── INPUT ROWS

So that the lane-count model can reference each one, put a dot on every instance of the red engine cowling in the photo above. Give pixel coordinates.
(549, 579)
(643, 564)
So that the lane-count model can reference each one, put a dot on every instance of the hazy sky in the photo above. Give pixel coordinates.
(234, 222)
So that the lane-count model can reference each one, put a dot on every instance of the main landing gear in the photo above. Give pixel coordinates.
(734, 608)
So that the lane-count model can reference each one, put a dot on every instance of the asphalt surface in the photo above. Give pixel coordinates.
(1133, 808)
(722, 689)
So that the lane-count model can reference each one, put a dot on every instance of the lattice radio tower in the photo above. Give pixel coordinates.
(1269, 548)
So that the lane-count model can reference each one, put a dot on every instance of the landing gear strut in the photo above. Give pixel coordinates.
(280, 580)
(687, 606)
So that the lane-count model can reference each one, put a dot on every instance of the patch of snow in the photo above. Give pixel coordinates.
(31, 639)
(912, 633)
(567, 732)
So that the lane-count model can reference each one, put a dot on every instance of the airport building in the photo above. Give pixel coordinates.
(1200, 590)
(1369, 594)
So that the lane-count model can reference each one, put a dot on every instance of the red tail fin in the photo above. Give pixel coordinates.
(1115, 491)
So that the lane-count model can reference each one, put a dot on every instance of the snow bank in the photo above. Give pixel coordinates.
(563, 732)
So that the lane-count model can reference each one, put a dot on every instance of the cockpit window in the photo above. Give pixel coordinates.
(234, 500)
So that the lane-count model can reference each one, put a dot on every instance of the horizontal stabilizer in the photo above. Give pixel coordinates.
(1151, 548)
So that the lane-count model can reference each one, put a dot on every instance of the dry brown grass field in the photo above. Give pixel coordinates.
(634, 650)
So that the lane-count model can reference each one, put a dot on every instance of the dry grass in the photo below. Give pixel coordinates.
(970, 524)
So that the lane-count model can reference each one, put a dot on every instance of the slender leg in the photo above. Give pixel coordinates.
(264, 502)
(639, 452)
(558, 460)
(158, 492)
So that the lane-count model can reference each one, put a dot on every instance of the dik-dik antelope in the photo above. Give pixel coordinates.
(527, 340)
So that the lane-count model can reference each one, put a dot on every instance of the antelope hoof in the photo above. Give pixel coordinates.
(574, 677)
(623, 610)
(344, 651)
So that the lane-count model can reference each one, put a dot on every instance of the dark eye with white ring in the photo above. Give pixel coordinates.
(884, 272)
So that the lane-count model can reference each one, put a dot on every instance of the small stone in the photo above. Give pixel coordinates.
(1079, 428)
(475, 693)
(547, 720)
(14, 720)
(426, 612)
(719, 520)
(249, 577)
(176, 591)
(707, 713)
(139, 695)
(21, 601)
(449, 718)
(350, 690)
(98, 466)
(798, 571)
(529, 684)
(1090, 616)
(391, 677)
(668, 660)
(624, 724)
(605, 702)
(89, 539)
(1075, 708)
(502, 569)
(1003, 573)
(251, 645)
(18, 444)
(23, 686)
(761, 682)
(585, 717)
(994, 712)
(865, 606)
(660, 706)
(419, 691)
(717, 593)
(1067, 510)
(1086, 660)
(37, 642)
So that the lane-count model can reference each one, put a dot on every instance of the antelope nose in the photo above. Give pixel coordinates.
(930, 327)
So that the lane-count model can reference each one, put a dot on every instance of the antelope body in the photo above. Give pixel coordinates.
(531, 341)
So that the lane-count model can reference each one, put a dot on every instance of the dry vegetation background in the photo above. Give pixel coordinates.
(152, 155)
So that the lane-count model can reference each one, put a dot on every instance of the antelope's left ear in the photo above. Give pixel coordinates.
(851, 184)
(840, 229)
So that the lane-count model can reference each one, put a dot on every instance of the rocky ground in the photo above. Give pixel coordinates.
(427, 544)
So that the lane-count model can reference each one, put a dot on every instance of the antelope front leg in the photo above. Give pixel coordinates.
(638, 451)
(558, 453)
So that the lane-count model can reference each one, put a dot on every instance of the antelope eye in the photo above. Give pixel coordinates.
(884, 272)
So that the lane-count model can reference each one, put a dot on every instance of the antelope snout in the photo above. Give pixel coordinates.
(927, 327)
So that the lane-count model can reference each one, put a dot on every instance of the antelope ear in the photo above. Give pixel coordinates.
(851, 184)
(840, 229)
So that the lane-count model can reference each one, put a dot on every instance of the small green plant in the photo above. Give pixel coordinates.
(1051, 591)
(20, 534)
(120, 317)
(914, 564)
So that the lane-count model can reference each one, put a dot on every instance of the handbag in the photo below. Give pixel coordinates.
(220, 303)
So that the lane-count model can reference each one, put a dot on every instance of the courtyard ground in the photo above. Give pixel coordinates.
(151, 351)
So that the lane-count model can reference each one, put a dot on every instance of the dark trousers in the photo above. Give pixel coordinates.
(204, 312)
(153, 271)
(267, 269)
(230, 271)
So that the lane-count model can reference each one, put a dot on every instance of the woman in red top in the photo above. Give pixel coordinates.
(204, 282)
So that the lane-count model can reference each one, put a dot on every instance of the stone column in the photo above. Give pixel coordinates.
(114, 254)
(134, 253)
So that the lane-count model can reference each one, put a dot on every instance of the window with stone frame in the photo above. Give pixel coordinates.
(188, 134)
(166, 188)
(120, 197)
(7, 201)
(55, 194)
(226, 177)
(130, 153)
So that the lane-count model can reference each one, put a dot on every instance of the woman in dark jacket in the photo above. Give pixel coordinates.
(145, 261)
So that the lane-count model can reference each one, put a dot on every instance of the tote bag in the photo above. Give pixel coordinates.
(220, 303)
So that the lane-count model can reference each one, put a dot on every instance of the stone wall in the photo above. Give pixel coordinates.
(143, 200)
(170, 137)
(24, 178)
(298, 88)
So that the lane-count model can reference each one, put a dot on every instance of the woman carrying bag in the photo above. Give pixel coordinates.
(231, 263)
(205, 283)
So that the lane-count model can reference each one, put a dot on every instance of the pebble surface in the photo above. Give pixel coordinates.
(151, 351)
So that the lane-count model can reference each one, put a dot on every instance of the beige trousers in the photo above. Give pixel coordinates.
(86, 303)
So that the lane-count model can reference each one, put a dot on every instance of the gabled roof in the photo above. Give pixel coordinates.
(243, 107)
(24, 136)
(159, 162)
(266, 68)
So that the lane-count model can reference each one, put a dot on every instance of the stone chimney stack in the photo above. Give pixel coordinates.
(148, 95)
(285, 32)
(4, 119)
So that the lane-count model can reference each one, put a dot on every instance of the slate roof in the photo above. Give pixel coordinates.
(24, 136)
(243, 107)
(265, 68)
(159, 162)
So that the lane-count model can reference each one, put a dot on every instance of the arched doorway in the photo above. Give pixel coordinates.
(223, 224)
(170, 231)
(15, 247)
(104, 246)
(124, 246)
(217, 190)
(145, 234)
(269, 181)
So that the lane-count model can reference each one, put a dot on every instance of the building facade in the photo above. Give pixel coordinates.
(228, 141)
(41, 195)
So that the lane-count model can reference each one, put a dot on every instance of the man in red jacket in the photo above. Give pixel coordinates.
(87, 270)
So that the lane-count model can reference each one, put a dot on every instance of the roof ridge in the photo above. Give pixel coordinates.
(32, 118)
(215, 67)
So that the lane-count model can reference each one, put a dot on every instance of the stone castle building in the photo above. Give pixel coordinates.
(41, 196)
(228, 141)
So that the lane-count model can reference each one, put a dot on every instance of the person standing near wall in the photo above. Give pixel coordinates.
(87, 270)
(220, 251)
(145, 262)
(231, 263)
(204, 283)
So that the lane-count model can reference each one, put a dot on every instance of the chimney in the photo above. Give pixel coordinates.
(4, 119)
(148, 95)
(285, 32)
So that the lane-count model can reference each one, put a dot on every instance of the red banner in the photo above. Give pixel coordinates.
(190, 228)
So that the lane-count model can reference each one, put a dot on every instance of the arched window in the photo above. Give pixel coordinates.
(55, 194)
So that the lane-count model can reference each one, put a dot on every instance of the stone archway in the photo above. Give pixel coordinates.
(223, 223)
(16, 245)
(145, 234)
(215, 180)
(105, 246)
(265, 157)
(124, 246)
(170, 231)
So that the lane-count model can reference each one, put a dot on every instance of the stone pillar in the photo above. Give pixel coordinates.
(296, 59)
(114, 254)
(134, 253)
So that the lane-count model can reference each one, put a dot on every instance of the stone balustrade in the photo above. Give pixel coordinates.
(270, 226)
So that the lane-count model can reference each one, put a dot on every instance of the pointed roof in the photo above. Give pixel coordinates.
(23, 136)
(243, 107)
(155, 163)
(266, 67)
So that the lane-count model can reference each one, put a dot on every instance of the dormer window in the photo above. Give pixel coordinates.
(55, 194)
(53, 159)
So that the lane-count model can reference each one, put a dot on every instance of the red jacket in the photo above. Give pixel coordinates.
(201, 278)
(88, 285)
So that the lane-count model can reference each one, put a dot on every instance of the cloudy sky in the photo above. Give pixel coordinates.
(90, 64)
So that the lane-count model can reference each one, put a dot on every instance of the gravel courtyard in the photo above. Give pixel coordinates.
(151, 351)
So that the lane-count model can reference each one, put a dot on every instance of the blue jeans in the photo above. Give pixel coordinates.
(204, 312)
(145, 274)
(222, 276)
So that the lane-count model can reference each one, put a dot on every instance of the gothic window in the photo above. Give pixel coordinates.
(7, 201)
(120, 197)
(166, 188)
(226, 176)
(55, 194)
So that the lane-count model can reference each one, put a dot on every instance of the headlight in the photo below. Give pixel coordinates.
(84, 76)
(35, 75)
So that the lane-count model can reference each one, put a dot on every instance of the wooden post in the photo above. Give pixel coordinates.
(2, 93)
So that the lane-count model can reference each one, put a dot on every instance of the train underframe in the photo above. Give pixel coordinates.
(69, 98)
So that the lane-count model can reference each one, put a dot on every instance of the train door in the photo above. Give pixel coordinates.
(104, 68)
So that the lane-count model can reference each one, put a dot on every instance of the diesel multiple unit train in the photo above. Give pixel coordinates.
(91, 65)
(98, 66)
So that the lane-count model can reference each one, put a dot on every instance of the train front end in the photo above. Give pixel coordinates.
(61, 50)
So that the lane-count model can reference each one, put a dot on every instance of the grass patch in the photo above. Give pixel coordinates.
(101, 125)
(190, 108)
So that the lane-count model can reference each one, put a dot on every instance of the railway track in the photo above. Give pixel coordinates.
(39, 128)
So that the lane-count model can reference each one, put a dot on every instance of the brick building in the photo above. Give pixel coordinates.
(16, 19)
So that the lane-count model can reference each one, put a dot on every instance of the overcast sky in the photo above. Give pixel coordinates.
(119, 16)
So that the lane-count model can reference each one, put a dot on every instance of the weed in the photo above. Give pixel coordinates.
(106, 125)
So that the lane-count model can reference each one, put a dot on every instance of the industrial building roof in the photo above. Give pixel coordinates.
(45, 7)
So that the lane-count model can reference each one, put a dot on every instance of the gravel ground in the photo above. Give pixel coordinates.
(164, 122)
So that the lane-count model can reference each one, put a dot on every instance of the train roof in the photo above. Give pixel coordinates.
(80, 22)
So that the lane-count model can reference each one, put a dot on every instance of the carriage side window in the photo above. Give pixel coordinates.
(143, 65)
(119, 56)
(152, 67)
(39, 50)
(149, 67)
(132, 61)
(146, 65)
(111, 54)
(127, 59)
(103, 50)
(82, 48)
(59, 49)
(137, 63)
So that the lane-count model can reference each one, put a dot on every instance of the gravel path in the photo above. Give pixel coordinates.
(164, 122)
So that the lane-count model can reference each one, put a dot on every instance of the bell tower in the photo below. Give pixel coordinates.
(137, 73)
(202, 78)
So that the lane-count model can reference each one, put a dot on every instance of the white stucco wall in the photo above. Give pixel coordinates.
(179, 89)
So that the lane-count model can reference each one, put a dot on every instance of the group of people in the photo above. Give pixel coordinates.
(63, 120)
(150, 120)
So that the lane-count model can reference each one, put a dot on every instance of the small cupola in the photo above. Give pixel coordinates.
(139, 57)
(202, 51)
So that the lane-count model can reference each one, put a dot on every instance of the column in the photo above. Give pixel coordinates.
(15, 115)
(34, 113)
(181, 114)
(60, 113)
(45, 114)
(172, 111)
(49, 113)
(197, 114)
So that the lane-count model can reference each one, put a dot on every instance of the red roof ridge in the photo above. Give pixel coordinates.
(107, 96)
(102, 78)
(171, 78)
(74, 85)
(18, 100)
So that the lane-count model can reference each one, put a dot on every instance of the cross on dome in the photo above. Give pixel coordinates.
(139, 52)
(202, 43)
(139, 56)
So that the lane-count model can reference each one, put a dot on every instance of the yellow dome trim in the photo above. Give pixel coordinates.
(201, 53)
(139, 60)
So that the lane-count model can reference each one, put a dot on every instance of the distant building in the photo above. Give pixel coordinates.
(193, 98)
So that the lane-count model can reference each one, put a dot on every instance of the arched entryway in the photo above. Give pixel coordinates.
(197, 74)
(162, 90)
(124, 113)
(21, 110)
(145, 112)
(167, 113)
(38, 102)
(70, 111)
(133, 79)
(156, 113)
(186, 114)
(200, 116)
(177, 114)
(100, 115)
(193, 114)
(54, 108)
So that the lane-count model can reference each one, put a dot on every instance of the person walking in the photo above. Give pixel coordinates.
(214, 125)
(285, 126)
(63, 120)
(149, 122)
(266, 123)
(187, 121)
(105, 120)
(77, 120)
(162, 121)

────

**WORK TO COMPLETE**
Set down exactly what runs from the line with "of the column" to the last line of the data above, including both of those lines and no others.

**FULL ANSWER**
So that the lane-count model can reference each one, put a dot on every instance of the column in the photo above. Give pixel coordinates.
(15, 115)
(34, 113)
(181, 114)
(60, 113)
(45, 114)
(172, 111)
(49, 113)
(197, 114)
So that the lane-count model can reference each one, put a dot on every instance of the red roof ridge in the photo above. Give pixel coordinates.
(107, 96)
(102, 78)
(171, 78)
(74, 85)
(18, 100)
So that the lane-count model can reference each one, put a dot on every instance of the cross on dome in the photo above. Give pixel coordinates.
(139, 52)
(202, 43)
(139, 56)
So that the lane-count model can reference each one, put a dot on every instance of the yellow dome trim in the photo above. Give pixel coordinates.
(201, 53)
(139, 60)
So that the lane-count model can reference each one, put a dot on every instance of the distant building in the photo above. Give pixel coordinates.
(193, 98)
So that the lane-count model can reference each one, put a dot on every instance of the arched entryway in the photo above. Give pixel coordinates.
(197, 74)
(162, 90)
(124, 113)
(21, 110)
(145, 112)
(167, 113)
(38, 102)
(70, 111)
(133, 79)
(156, 113)
(186, 114)
(200, 116)
(177, 114)
(100, 115)
(193, 114)
(54, 108)
So that the lane-count model can reference each one, put a dot on every instance of the person walking in the photo above. Give pixel coordinates.
(214, 125)
(285, 126)
(63, 120)
(149, 122)
(266, 123)
(187, 121)
(105, 120)
(77, 120)
(162, 121)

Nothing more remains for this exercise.